Records of labeled points

◆ ◆ ◆ ◆ ◆

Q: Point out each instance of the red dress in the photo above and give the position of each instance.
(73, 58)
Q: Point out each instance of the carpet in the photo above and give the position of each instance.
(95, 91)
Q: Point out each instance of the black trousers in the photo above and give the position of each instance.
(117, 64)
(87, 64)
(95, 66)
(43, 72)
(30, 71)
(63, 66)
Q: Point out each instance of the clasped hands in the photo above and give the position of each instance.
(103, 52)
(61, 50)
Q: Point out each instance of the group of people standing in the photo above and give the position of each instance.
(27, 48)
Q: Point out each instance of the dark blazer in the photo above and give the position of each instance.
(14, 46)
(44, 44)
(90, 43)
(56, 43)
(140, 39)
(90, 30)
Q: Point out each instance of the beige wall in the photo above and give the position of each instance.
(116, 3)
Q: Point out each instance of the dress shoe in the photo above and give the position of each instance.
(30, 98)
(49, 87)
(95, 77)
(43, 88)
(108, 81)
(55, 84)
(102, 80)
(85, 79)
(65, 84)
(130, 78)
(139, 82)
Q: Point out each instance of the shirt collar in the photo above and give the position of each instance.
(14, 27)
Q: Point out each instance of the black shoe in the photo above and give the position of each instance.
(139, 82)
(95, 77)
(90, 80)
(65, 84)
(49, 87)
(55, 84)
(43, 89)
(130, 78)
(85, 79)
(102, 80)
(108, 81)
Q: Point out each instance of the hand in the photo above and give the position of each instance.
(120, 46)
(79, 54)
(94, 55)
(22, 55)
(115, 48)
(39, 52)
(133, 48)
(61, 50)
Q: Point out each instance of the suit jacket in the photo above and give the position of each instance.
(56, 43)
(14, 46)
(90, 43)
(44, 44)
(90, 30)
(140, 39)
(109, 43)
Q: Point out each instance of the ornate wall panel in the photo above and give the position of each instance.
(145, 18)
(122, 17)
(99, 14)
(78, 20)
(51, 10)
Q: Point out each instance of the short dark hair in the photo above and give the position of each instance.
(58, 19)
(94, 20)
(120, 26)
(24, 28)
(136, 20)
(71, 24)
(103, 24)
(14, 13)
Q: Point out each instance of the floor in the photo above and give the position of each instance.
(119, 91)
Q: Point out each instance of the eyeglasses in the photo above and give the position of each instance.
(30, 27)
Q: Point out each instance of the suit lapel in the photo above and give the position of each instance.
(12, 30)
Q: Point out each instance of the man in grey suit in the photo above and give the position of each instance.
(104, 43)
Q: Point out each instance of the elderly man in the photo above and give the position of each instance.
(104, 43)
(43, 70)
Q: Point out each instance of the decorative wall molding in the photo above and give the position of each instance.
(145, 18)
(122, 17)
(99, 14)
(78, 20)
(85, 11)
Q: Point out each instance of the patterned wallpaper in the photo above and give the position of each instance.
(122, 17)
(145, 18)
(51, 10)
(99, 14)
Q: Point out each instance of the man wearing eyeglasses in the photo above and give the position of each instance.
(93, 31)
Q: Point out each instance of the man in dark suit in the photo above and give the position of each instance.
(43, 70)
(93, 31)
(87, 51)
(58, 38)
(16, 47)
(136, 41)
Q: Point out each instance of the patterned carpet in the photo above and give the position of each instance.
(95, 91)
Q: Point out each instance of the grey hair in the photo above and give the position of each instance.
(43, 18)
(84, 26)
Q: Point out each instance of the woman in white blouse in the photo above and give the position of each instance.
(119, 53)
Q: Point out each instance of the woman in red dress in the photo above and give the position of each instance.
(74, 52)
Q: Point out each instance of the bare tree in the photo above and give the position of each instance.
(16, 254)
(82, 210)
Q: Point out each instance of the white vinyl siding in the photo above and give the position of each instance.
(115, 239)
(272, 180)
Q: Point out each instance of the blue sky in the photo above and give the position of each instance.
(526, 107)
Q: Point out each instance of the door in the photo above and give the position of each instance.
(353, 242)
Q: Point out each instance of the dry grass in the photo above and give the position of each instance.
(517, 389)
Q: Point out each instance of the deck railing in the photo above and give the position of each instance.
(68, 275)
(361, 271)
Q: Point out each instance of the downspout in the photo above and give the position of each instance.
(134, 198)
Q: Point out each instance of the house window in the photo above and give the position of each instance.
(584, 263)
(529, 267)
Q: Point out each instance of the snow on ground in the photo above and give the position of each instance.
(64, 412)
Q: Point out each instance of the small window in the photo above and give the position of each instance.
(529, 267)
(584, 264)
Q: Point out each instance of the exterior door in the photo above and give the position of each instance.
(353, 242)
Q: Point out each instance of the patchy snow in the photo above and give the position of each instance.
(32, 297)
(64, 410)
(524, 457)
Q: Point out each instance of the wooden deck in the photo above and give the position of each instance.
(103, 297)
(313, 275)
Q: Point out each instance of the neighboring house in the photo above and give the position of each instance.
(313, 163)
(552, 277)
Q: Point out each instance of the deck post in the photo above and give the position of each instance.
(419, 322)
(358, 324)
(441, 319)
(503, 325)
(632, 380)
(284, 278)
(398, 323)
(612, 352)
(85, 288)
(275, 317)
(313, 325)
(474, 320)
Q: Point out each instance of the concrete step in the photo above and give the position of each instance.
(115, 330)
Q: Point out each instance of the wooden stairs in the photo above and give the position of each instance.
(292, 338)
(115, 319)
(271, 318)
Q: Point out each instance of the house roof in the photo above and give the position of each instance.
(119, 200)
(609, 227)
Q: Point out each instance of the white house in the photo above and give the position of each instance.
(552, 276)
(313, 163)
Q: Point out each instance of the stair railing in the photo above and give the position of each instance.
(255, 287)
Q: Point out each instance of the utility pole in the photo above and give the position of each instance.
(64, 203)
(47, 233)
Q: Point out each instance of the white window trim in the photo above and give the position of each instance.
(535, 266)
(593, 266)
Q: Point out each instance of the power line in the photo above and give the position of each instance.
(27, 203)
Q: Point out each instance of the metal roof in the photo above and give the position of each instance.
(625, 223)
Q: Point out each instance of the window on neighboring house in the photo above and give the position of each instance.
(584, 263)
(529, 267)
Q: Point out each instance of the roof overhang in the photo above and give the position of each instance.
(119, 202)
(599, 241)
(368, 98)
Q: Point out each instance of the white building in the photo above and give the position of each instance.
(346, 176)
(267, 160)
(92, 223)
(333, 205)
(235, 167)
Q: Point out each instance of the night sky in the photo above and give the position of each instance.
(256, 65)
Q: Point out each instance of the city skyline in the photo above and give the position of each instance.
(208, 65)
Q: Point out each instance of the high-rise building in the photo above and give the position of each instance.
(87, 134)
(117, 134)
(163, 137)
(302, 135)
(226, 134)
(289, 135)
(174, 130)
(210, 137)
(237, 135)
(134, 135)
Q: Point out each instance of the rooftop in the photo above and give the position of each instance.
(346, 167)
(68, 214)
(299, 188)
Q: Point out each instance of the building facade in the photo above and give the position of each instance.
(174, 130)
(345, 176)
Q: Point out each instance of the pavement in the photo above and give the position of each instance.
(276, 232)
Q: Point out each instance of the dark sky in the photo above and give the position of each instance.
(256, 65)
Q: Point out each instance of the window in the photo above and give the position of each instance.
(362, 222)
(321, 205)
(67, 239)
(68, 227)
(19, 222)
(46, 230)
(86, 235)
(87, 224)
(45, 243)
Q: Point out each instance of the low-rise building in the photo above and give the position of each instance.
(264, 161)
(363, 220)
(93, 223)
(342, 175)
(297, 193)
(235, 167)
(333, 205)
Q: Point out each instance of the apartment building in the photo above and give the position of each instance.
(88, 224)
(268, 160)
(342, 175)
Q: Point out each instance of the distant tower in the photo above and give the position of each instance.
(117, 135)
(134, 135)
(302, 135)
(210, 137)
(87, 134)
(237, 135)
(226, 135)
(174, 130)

◆ ◆ ◆ ◆ ◆

WHAT IS BEING ASKED
Copy out all the entries shown above, character for character.

REPLY
Q: Point out each instance of the red dress in the photo above and give the position of each instance.
(73, 58)
Q: Point out each instance of the carpet in the photo above and give the position of each instance.
(95, 91)
Q: Point out each instance of the black trousers in the photo above and give the position of each instance.
(117, 64)
(87, 64)
(95, 66)
(43, 72)
(30, 71)
(63, 66)
Q: Point out each instance of the clasped hands in the photo above and give the position of each instance.
(103, 52)
(61, 50)
Q: Point out each instance of the group of people standing in the photo above and give the position of each instance.
(27, 48)
Q: Point out each instance of the dark blazer in the photo above and give the position of each instance.
(14, 46)
(44, 44)
(90, 43)
(56, 43)
(140, 39)
(90, 30)
Q: Point out each instance of the beige wall in the photo above and give the position of each instance.
(116, 3)
Q: Point out each instance of the dress shoe in the photo above and give the position of each instance.
(30, 98)
(49, 87)
(95, 77)
(43, 88)
(108, 81)
(55, 84)
(102, 80)
(85, 79)
(65, 84)
(130, 78)
(139, 82)
Q: Point out each instance of the shirt collar in the photo above and give the position of each instance.
(14, 27)
Q: Point out each instance of the black shoe in the photo above and give the position of each instance.
(139, 82)
(95, 77)
(90, 80)
(65, 84)
(49, 87)
(55, 84)
(43, 89)
(130, 78)
(85, 79)
(102, 80)
(108, 81)
Q: Point out each instance of the hand in the photo above and give the position of each instance.
(120, 46)
(79, 54)
(94, 55)
(22, 55)
(115, 48)
(39, 52)
(133, 48)
(61, 50)
Q: Point out each instance of the suit jacket in the photo above and give the position of each instance.
(56, 43)
(14, 46)
(90, 43)
(44, 44)
(90, 30)
(140, 39)
(109, 43)
Q: Point out each instance of the ornate wall panel in the photo above and give the position of each instance.
(145, 18)
(122, 17)
(99, 14)
(78, 20)
(51, 10)
Q: Point out each instance of the short dark hair in the photo above and give the position of each instance.
(58, 19)
(94, 20)
(120, 26)
(24, 28)
(136, 20)
(71, 24)
(103, 24)
(14, 13)
Q: Point out each instance of the floor in the photo above and give the position of each instance.
(119, 91)
Q: Point out each instance of the eyeglasses in the photo above and give the position of each instance.
(30, 27)
Q: Point out each instance of the suit lapel in the photo above and give the position of each instance.
(12, 30)
Q: Point out each instance of the man in grey suit in the photo above and give the position of each instance.
(104, 43)
Q: Point out each instance of the elderly man in the photo above and give the position of each instance.
(104, 43)
(43, 70)
Q: Point out each instance of the decorative wall molding in the photo above and give the position of each instance.
(145, 18)
(122, 17)
(99, 14)
(78, 20)
(85, 11)
Q: Point out each instance of the patterned wallpaper in the photo above and give the position of each instance.
(122, 17)
(145, 18)
(51, 10)
(99, 14)
Q: Point out each instance of the man wearing eyeglasses in the photo above and give the position of each instance.
(93, 31)
Q: Point out each instance of the man in dark suit in the photo above and give the position of each instance.
(43, 70)
(93, 31)
(87, 51)
(58, 38)
(16, 47)
(136, 41)
Q: Point out each instance of the patterned carpet in the photo above and give the position of each instance.
(95, 91)
Q: Point out each instance of the grey hair in the photo above and give the position of each instance.
(43, 18)
(84, 26)
Q: Point out each instance of the woman in white blouse in the photo above and give the position of each instance.
(119, 53)
Q: Point out each instance of the woman in red dress in the photo above and give the position of each instance.
(74, 52)
Q: Point out each instance of the bare tree in the photo above and give the position of each instance.
(16, 254)
(82, 210)
Q: Point out each instance of the white vinyl siding in the photo above and give the position of each instance.
(115, 239)
(272, 180)
Q: Point out each instance of the blue sky in the photo above and give the position of each instance.
(526, 107)
Q: Point out each instance of the door in the photo above and give the position of each instance.
(353, 242)
Q: Point out each instance of the dry grass in the photo above and give the position of each instance.
(517, 389)
Q: Point out each instance of the deck railing in the photo above and give the position of each instance.
(68, 275)
(361, 271)
Q: Point out each instance of the downspout in the photo above and give the position of each instance.
(134, 198)
Q: Point out each instance of the house window in the photo above and give the position of each instance.
(584, 263)
(529, 267)
Q: Point out each instance of the snow on ground in the photo above and give the position of each instance.
(64, 412)
Q: Point out each instance of the small window in the photo above and give the position of each instance.
(529, 267)
(584, 264)
Q: Point out each instance of the exterior door in the photo above and give the position of each instance.
(353, 242)
Q: Point out each instance of the patchy snow in the photo above and give the position of each instance.
(32, 297)
(64, 410)
(524, 457)
Q: Point out each instance of the wooden deck in the photo above and give the position of each instance.
(103, 297)
(313, 275)
Q: Point out each instance of the neighboring house in the photo above and give the position of each instance.
(313, 163)
(552, 277)
Q: Point out each instance of the deck post in the photo above and give the position of each instance.
(419, 322)
(358, 324)
(441, 319)
(503, 325)
(632, 380)
(284, 278)
(398, 323)
(612, 352)
(85, 288)
(275, 317)
(313, 325)
(474, 320)
Q: Point out each instance of the concrete step in the photo above and give the position of each instance.
(115, 330)
Q: Point out each instance of the wooden stairs in the photo above and give the position of each instance.
(292, 338)
(115, 319)
(271, 318)
Q: Point out each instance of the house roof in the photo above and give the position of each instance.
(119, 200)
(609, 227)
Q: Point out each instance of the white house in the photo above and give the position of each instance.
(552, 276)
(313, 163)
Q: Point out each instance of the stair railing in the photo above and give the position of each instance.
(255, 287)
Q: Point out each instance of the utility pole in the photo above and give the position of each instance.
(64, 203)
(47, 233)
Q: Point out each instance of the white window trim in the photo above and give the position of each instance.
(535, 266)
(593, 266)
Q: Point out each instance of the power line in the photo above and give the position of each instance.
(27, 203)
Q: Point out each instance of the metal roof in the photo above and give the position of each instance.
(625, 223)
Q: Point out each instance of the window on neighboring house in the photo above and give the position of each instance.
(584, 263)
(529, 267)
Q: Point out each instance of the roof overhang in the photo above and give the position of each instance.
(119, 202)
(599, 241)
(368, 98)
Q: Point out each instance of the white building in the photo above and give the position of each instance.
(346, 176)
(267, 160)
(92, 223)
(333, 205)
(235, 167)
Q: Point out each instance of the night sky in the photo above and give the position of each instance.
(256, 65)
Q: Point out each instance of the city skyline in the photo above and give the position of each instance.
(208, 65)
Q: Point out each instance of the high-rise building in the photo above and give the position of each instance.
(87, 134)
(117, 134)
(163, 137)
(302, 135)
(226, 134)
(289, 135)
(174, 130)
(210, 137)
(237, 135)
(134, 135)
Q: Point out each instance of the rooftop in the photo above and give the position of each instance.
(346, 167)
(68, 214)
(299, 188)
Q: Point out each instance of the building facade in the photo above and give the position of each instance.
(174, 130)
(345, 176)
Q: Point out each instance of the pavement in the photo above and give the position of each instance.
(276, 232)
Q: Point out each instance of the dark sky in the photo above and give the position of each instance.
(256, 65)
Q: Point out each instance of the window in the photo above and give the position of each instance.
(362, 222)
(321, 205)
(67, 239)
(68, 227)
(19, 222)
(46, 230)
(86, 235)
(87, 224)
(45, 243)
Q: Point out each instance of the low-rise building in the photo above and give the position of each instance.
(264, 161)
(363, 220)
(93, 223)
(342, 175)
(297, 193)
(235, 167)
(333, 205)
Q: Point out each instance of the apartment building in the photo above and give the position of each instance.
(88, 224)
(268, 160)
(342, 175)
Q: Point out each instance of the distant tower in the photo above and give the position of each instance.
(117, 135)
(134, 135)
(302, 135)
(210, 137)
(87, 134)
(237, 135)
(226, 135)
(174, 130)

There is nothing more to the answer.